- **Selection**:
-*-*-
With this function we calculate the cosine similarity between pairs of embeddings from a provided tensor and identifies those pairs that exceed a specified similarity threshold. It retrieves the embeddings, initializes a similarity matrix and a list for similar pairs, and then computes the pairwise cosine similarities, storing the results in the matrix while recording pairs with similarities above the threshold. The similarity matrix and the list of similar pairs, including their similarity scores, are printed and returned. This process helps to identify and quantify the similarity between different embeddings efficiently.

In [None]:
def sort_similarity_matrix(similarity_matrix):
    num_embeddings = similarity_matrix.shape[0]
    
    # Sort similarity matrix by cosine distance increasing
    sorted_indices = np.argsort(-similarity_matrix, axis=None)
    sorted_similarity_matrix = similarity_matrix.flatten()[sorted_indices].reshape(similarity_matrix.shape)
    
    # Collect sorted pairs
    sorted_pairs = []
    for index in sorted_indices:
        i, j = divmod(index, num_embeddings)
        if i < j: 
            sorted_pairs.append((i, j, similarity_matrix[i, j]))

    print("Pairwise cosine similarity (sorted):\n", sorted_similarity_matrix)
    print("Sorted pairs:\n", sorted_pairs)
    return sorted_similarity_matrix, sorted_pairs

We aim to sort the similarity matrix by decreasing cosine distance to identify the most similar pairs. This function gathers sorted pairs of indices, focusing solely on the upper triangular portion to eliminate duplicate pairs.

In [None]:
def plot_similarity_heatmap(similarity_matrix):
    plt.figure(figsize=(10, 8))
    sns.heatmap(similarity_matrix, cmap='gray_r')
    plt.title("Heatmap of Pairwise Cosine Similarity")
    plt.xlabel("Embedding Index")
    plt.ylabel("Embedding Index")
    plt.show()

The provided similarity matrix is plotted using a color map ('gray') to represent the cosine similarity. The resulting heatmap provides a visual representation of similarity relationships between embeddings, with warmer colors indicating higher similarity and cooler colors indicating lower similarity. This visualization aids in understanding the clustering and relationships within the embeddings, facilitating further analysis and interpretation.

#### Example 1: Segment 1 from Amazon data

In [None]:
data_1 = normalize_data(segment_1,'Close')
-*-*-
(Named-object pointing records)

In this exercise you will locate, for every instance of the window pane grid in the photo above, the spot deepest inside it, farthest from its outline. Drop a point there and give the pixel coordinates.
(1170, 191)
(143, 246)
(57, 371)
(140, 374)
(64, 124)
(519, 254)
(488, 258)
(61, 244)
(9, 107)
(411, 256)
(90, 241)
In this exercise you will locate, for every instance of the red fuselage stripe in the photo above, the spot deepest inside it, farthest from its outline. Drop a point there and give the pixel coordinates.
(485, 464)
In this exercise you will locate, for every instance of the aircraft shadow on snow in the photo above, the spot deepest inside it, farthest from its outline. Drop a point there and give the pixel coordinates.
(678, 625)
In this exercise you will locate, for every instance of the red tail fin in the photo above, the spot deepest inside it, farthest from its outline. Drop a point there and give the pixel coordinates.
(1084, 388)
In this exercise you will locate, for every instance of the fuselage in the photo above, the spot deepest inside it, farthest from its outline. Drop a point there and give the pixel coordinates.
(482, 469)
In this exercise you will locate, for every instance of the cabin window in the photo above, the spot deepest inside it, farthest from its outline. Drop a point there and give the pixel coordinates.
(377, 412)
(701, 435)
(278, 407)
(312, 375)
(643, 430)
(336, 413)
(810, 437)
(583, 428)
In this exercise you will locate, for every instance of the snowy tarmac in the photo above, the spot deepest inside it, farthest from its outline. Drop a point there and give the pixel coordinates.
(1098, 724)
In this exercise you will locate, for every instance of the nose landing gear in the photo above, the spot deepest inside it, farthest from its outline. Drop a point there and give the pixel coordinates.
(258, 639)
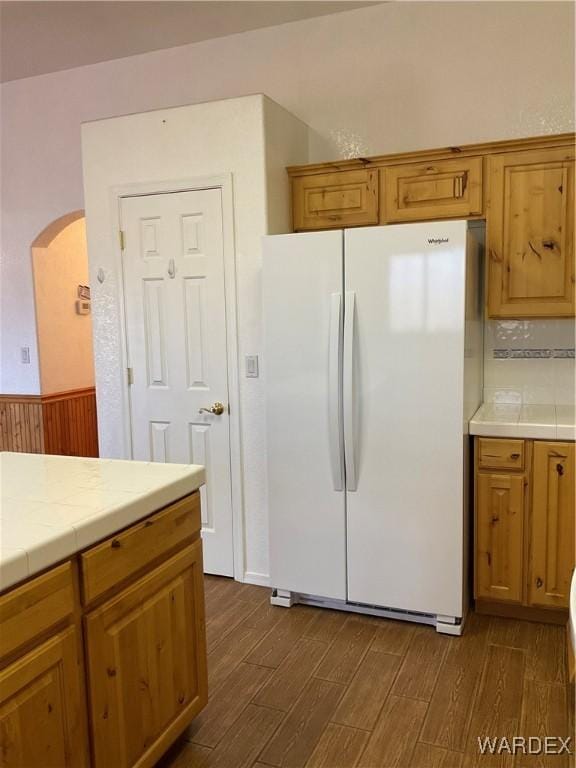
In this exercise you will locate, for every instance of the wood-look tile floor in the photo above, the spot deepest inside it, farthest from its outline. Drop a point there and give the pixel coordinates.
(311, 688)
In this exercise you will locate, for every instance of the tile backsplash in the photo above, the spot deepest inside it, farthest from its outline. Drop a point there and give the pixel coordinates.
(529, 361)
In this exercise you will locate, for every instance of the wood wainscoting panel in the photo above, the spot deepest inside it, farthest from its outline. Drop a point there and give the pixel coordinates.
(70, 427)
(21, 423)
(63, 423)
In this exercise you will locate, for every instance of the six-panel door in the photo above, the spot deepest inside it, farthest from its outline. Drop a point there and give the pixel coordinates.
(499, 536)
(174, 284)
(146, 661)
(41, 709)
(433, 190)
(530, 234)
(552, 531)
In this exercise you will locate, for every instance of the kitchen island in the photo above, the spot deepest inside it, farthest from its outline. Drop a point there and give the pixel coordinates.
(102, 631)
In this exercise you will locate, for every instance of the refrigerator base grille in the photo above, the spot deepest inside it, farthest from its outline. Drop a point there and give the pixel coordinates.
(450, 625)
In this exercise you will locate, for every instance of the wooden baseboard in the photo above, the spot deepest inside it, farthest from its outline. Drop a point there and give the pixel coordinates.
(527, 613)
(62, 423)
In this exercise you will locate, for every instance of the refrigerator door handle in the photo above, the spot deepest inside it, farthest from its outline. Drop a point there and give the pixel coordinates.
(334, 405)
(348, 390)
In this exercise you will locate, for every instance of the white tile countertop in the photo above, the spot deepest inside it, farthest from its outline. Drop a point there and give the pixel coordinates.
(53, 506)
(538, 422)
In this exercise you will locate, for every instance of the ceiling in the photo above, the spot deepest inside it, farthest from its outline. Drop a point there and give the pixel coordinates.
(41, 37)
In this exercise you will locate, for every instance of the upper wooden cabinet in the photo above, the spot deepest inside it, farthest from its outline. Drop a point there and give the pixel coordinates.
(442, 189)
(552, 531)
(531, 234)
(499, 536)
(524, 188)
(335, 200)
(147, 663)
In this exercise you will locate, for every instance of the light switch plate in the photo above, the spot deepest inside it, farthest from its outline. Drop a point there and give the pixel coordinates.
(251, 366)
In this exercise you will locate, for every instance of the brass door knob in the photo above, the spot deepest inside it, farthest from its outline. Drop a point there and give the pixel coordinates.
(217, 409)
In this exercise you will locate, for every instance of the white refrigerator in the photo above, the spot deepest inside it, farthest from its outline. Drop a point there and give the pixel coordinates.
(373, 367)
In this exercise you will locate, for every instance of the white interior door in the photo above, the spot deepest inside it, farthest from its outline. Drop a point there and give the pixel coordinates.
(173, 262)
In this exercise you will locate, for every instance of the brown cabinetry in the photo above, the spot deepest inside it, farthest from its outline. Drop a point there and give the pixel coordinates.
(434, 190)
(335, 200)
(552, 531)
(140, 626)
(41, 707)
(524, 521)
(524, 189)
(531, 234)
(146, 661)
(499, 536)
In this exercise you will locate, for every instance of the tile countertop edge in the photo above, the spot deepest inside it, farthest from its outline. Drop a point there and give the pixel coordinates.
(19, 562)
(537, 422)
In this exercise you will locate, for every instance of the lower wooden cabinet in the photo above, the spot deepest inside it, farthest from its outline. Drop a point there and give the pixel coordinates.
(553, 530)
(524, 522)
(530, 235)
(433, 190)
(42, 708)
(500, 536)
(105, 671)
(146, 660)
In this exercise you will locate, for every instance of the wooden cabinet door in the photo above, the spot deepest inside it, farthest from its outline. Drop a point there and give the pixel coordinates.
(41, 709)
(531, 234)
(552, 530)
(499, 536)
(146, 653)
(434, 190)
(335, 200)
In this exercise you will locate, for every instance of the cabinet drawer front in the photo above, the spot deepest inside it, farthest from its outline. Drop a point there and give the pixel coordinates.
(500, 454)
(125, 555)
(30, 610)
(335, 200)
(147, 662)
(499, 536)
(553, 527)
(445, 189)
(530, 234)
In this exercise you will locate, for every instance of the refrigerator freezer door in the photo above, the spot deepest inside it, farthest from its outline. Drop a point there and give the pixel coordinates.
(302, 299)
(405, 518)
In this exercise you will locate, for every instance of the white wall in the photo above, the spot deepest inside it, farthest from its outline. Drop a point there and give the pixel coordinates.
(250, 138)
(392, 77)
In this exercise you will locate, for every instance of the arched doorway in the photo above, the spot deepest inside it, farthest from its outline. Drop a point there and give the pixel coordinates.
(64, 332)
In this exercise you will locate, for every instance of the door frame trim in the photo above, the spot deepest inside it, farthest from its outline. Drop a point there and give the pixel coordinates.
(223, 182)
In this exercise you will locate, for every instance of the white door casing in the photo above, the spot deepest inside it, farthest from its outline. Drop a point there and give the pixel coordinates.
(175, 321)
(404, 308)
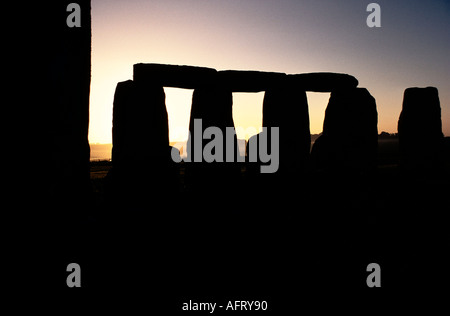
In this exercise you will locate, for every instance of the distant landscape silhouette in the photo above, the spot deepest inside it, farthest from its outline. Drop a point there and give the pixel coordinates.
(177, 230)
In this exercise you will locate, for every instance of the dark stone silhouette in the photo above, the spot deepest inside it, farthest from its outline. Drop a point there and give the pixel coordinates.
(214, 106)
(420, 128)
(323, 81)
(294, 135)
(249, 81)
(349, 138)
(61, 98)
(188, 77)
(141, 142)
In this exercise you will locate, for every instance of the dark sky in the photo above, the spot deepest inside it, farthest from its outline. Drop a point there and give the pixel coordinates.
(411, 48)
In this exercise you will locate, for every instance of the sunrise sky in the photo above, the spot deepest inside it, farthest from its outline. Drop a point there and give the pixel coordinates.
(412, 48)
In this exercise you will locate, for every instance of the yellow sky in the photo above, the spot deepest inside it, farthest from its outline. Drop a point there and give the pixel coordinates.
(410, 49)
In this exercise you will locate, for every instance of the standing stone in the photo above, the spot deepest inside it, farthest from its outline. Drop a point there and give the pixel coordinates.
(286, 108)
(140, 123)
(141, 157)
(350, 135)
(214, 106)
(420, 127)
(60, 77)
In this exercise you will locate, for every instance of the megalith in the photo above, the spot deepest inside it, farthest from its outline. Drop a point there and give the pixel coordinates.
(349, 140)
(212, 107)
(141, 154)
(420, 127)
(285, 108)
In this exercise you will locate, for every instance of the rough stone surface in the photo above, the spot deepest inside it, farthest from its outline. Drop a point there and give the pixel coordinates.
-*-*-
- **Job 1**:
In the cosine similarity text:
(a) What figure size does the heatmap plotting function set?
(b) Which portion of the matrix does the sorting function focus on to eliminate duplicate pairs?
(c) Which column name is passed to normalize_data in Example 1?
- **Job 2**:
Reproduce the cosine similarity text verbatim, between "sns.heatmap(similarity_matrix, cmap='gray_r')" and "analysis and interpretation.", inclusive.
Rely on the cosine similarity text alone.

- **Expected output 1**:
(a) (10, 8)
(b) The upper triangular portion
(c) 'Close'

- **Expected output 2**:
sns.heatmap(similarity_matrix, cmap='gray_r')
    plt.title("Heatmap of Pairwise Cosine Similarity")
    plt.xlabel("Embedding Index")
    plt.ylabel("Embedding Index")
    plt.show()

The provided similarity matrix is plotted using a color map ('gray') to represent the cosine similarity. The resulting heatmap provides a visual representation of similarity relationships between embeddings, with warmer colors indicating higher similarity and cooler colors indicating lower similarity. This visualization aids in understanding the clustering and relationships within the embeddings, facilitating further analysis and interpretation.